Tasks to perform:
1) Using the text on old-time meals, answer these:
(a) In what year was the writer's house built?
(b) In the 1779 Connecticut account, what meat went into the mince pies instead of beef?
(c) In the 1748 New Hampshire account, how many eels could be taken in a September night?
2) Rewrite the records from the line that contains "Where can the woman in" through the end of the records, swapping "white lab coat" for "gray apron" and leaving everything else unchanged.

Text provided:
★ ★ ★ ★ ★
This year, my mother is gung ho to make a stew outside over a cookfire, which I think will really take the whole thing to the next wacky level. Our house was built in 1795, but due to some remodels and a fire, doesn’t have that classic brick kitchen oven setup, or you could bet your breeches I’d be using that.

The biggest change this year is that we won’t have a turkey. I made many, many tasty turkeys during the WoW Cookbook process, so it turns out that nobody in the family is quite ready to eat any more just yet. I think there’s still some in the freezer, waiting to be made into soup. But that’s actually pretty traditional. Just take for example this account from 1748 New Hampshire:

“Our bay is full of lobsters all the summer and affordeth variety of other fish; in September we can take a hogshead of eels in a night, with small labor, and can dig them out of their beds all the winter. We have mussels … at our doors. Oysters we have none near, but we can have them brought by the Indians when we will; all the spring-time the earth sendeth forth naturally very good sallet herbs. Here are grapes, white and red, and very sweet and strong also. Strawberries, gooseberries, raspas, etc. Plums of tree sorts, with black and red, being almost as good as a damson; abundance of roses, white, red, and damask; single, but very sweet indeed… These things I thought good to let you understand, being the truth of things as near as I could experimentally take knowledge of, and that you might on our behalf give God thanks who hath dealt so favorably with us.” -William Haywood’s journal, Charlestown, NH

Or this account, from 1779 Connecticut:

“Of course we could have no roast beef. None of us have tasted beef this three years back as it all must go to the army, & too little they get, poor fellows. But, Nayquittymaw’s hunters were able to get us a fine red deer, so that we had a good haunch of venison on each table. These were balanced by huge chines of roast pork at the other ends of the tables. Then there was on one a big roast turkey & on the other a goose, & two big pigeon pasties. Then there was an abundance of good vegetables of all the old sorts & one that I do not believe you have yet seen. Uncle Simeon had imported the seed from England just before the war began & only this year was there enough for table use. It is called sellery & you eat it without cooking. It is very good and served with meats. Next year Uncle Simeon says he will be able to raise enough to give us all some. It has to be taken up, roots & all & buried in earth in the cellar through the winter & only pulling up some when you want it to use. Our mince pies were good, although we had to use dried cherries as I told you, & the meat was shoulder of venison instead of beef. The pumpkin pies, apple tarts & big Indian puddings lacked for nothing save appetite by the time we had got around to them.”

I don’t know about you, but those descriptions definitely set my mouth watering!

Here’s the current plan, which always changes at the last minute. I’ll hopefully be posting any new recipes that turn out well:

Flair

  • Hand washing water – (also makes the house smell nice)
★ ★ ★ ★ ★
Record extracts:
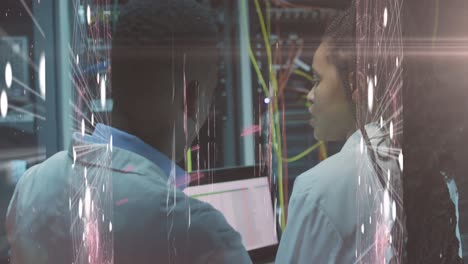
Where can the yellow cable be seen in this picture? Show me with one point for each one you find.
(303, 74)
(304, 153)
(189, 160)
(266, 39)
(268, 6)
(251, 55)
(323, 151)
(276, 129)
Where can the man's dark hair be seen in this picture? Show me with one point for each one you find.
(340, 36)
(148, 47)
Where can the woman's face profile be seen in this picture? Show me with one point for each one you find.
(332, 116)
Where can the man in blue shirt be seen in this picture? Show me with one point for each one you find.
(112, 197)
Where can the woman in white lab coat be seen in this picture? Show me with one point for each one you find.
(343, 210)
★ ★ ★ ★ ★
Solutions in order:
1)
(a) 1795
(b) Shoulder of venison
(c) A hogshead

2)
Where can the woman in gray apron be seen in this picture? Show me with one point for each one you find.
(343, 210)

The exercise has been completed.